# Data

[Start of section]

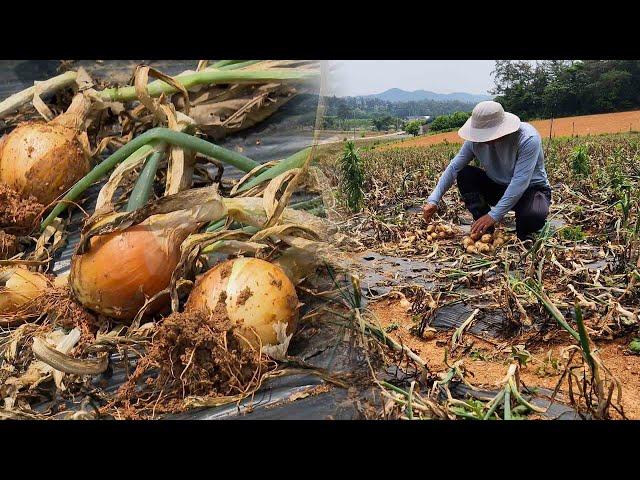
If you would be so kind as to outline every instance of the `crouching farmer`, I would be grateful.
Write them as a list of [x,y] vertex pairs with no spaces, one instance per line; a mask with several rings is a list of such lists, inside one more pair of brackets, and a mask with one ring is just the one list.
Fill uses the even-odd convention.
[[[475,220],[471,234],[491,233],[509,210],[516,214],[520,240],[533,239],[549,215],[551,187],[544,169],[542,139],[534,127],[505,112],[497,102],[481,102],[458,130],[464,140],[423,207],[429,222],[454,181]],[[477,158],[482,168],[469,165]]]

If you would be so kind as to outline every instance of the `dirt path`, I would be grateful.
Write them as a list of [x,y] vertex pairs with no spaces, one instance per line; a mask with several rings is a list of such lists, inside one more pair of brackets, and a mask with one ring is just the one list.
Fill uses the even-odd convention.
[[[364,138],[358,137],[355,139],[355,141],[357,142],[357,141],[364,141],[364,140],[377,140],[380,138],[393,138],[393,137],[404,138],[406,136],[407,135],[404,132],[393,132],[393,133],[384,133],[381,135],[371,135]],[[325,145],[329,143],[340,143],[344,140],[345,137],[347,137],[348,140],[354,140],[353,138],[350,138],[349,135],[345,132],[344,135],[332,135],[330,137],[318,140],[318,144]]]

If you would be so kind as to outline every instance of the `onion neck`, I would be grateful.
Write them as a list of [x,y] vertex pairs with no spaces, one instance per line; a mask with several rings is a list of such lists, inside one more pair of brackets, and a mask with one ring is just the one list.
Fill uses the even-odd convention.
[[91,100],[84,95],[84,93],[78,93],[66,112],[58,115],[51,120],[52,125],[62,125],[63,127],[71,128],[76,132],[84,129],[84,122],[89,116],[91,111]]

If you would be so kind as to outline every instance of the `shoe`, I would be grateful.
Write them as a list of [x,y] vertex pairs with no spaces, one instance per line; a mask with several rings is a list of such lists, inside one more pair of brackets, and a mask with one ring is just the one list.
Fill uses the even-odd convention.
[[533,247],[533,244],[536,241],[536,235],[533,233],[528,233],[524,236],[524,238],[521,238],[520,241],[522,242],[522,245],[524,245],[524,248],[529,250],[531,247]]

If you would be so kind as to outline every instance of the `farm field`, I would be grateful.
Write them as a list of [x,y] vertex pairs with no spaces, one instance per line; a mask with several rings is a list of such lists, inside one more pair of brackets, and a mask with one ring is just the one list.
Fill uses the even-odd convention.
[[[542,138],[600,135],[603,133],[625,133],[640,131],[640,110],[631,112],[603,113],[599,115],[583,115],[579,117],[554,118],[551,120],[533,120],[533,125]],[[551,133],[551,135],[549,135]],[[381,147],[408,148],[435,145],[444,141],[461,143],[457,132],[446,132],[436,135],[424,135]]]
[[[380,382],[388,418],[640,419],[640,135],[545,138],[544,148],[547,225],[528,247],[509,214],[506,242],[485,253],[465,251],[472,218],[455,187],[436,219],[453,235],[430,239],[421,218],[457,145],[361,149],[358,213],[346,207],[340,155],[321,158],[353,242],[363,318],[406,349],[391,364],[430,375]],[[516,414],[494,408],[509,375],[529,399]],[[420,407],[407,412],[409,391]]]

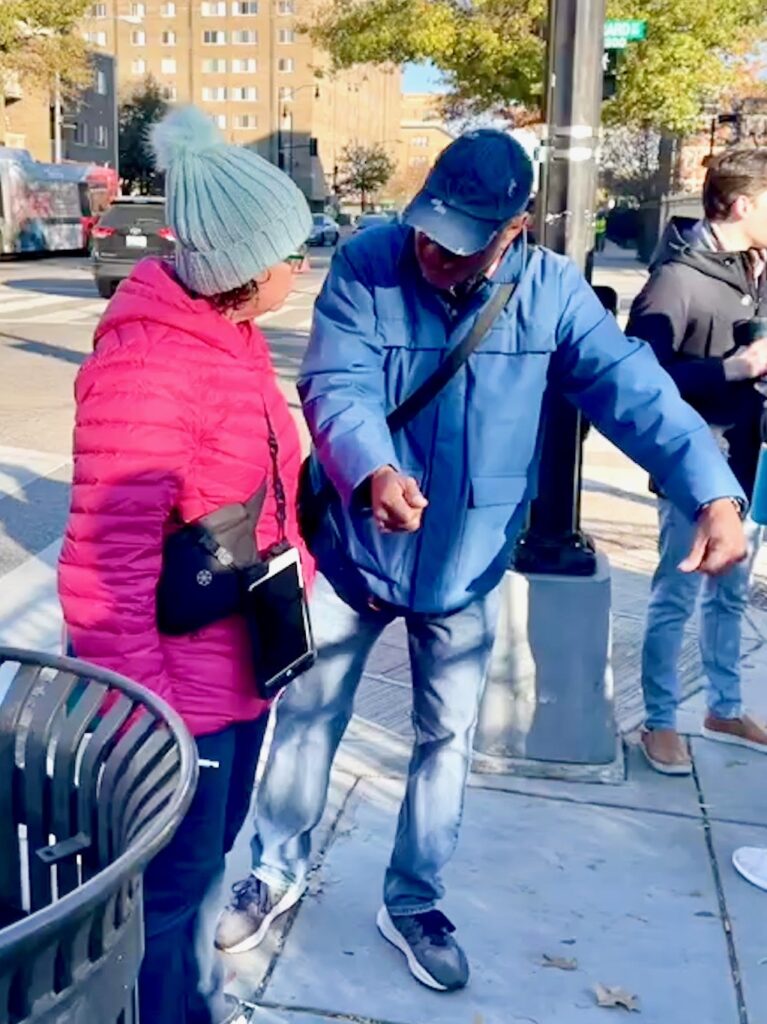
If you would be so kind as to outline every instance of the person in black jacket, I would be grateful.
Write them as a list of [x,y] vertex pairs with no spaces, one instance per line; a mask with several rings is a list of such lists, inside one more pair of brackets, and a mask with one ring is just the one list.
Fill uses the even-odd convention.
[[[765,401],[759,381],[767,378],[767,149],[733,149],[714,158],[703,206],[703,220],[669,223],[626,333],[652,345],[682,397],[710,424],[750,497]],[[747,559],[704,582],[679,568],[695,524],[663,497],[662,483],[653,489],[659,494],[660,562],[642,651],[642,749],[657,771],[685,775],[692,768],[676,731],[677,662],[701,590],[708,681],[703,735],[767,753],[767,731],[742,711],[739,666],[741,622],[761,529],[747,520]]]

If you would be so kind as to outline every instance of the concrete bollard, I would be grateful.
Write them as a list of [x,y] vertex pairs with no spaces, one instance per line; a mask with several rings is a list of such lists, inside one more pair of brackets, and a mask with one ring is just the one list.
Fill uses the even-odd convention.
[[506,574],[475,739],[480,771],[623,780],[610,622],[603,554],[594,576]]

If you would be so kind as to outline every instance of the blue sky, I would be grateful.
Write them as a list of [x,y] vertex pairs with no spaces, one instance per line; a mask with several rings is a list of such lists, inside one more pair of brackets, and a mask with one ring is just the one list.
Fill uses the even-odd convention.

[End of section]

# Work to complete
The entries above are to be retyped exactly, with each picture left out.

# Response box
If you would be so kind as to outline every instance of the `crouching farmer`, I would be grateful.
Write them as a list of [x,y] vertex pairs with no spaces, one instance per line; a mask with several rings is a list of such lists, inside one more pair of brackets, and a mask with one ring is just the one list.
Fill uses the even-odd convention.
[[[475,220],[471,234],[491,233],[509,210],[516,214],[520,240],[533,239],[549,215],[551,187],[544,169],[542,139],[534,127],[505,112],[497,102],[481,102],[458,130],[464,140],[423,207],[429,222],[454,181]],[[477,158],[482,168],[469,165]]]

If you would be so kind as to outline every instance of the `dirt path`, I would be grateful.
Write them as a list of [x,y] vertex pairs with no spaces, one instance per line; a mask with several rings is a list of such lists, inside one more pair of brackets, and a mask with one ring is just the one list.
Fill uses the even-odd convention.
[[[364,138],[358,137],[355,139],[355,141],[357,142],[357,141],[364,141],[364,140],[377,140],[380,138],[393,138],[393,137],[404,138],[406,136],[407,135],[404,132],[393,132],[393,133],[384,133],[381,135],[371,135]],[[325,145],[329,143],[340,143],[344,140],[345,137],[347,137],[348,140],[354,140],[353,138],[350,138],[349,135],[345,132],[344,135],[332,135],[330,137],[318,140],[318,144]]]

If you would be so kind as to outline every instance of the `onion neck`, I would be grateful.
Write them as a list of [x,y] vertex pairs with no spaces, one instance per line; a mask with several rings is a list of such lists, inside one more pair of brackets, and a mask with one ring is just the one list.
Fill uses the even-odd convention.
[[91,100],[84,95],[84,93],[78,93],[66,112],[58,115],[51,120],[52,125],[62,125],[63,127],[71,128],[76,132],[84,129],[84,122],[89,116],[91,111]]

If you would be so kind as to outline every instance of the `shoe`, I would be grateful.
Write them as a list of [x,y] vertex pairs with no spaces, one instance per line; a mask with several rings is a list of such lists, inside one more pair of brackets, and a mask with one ring is just the one list.
Fill uses the even-odd convention.
[[533,247],[533,244],[536,241],[536,235],[533,233],[528,233],[524,236],[524,238],[521,238],[520,241],[522,242],[522,245],[524,245],[524,248],[529,250],[531,247]]

If you would be so kind as to outline every instance of the `farm field`, I would be grateful.
Write them as a list of [x,y] vertex pairs with no spaces, one instance per line; a mask with several rings is a list of such lists, inside one more pair of brackets, and a mask with one ring is just the one list.
Fill uses the even-odd convention.
[[[542,138],[600,135],[603,133],[625,133],[640,131],[640,110],[631,112],[603,113],[599,115],[583,115],[579,117],[554,118],[551,120],[533,120],[533,125]],[[551,133],[551,135],[549,135]],[[381,147],[408,148],[435,145],[444,141],[461,143],[457,132],[446,132],[436,135],[424,135]]]
[[[380,382],[388,418],[640,419],[640,135],[545,138],[544,148],[547,225],[528,247],[509,214],[506,242],[485,253],[465,251],[472,218],[455,187],[436,219],[453,235],[430,239],[421,218],[457,145],[361,149],[358,213],[346,207],[340,155],[321,158],[353,242],[363,318],[406,349],[391,364],[430,375]],[[516,414],[494,408],[509,375],[529,399]],[[420,407],[407,412],[409,391]]]

If you would be so kind as to outline every instance of the person in black jacket, I would be grateful.
Write them as a list of [x,y] vertex pairs with no spaces, one instance per line; a mask with several rings is a list of such lists, inside one more pair of brackets, and a mask with one ring is just the one list.
Fill uses the even-odd convention.
[[[765,401],[759,381],[767,378],[767,149],[733,149],[714,158],[703,206],[703,220],[669,223],[626,333],[652,345],[682,397],[710,424],[750,497]],[[747,559],[704,582],[679,568],[695,524],[663,497],[662,483],[653,489],[659,494],[660,562],[642,651],[642,749],[657,771],[685,775],[692,768],[676,731],[677,662],[701,590],[708,681],[703,735],[767,753],[767,731],[742,711],[739,666],[741,622],[761,529],[747,520]]]

If you would be so kind as to outline every instance of the concrete bollard, I would be grateful.
Write them as a list of [x,y] vertex pairs with no spaces, one instance per line; a mask with several rings is a list of such lists, inside one more pair of brackets, and a mask with one ring is just the one list.
Fill uses the even-odd convention.
[[506,574],[475,739],[480,771],[623,780],[610,622],[603,554],[594,576]]

If you would be so kind as to outline every instance of the blue sky, I would be grateful.
Write them as a list of [x,y] vertex pairs with no spaces, one instance per line; a mask with several rings is a list of such lists, inside one more pair of brackets, and a mask with one ring is just the one list.
Fill uses the even-odd convention.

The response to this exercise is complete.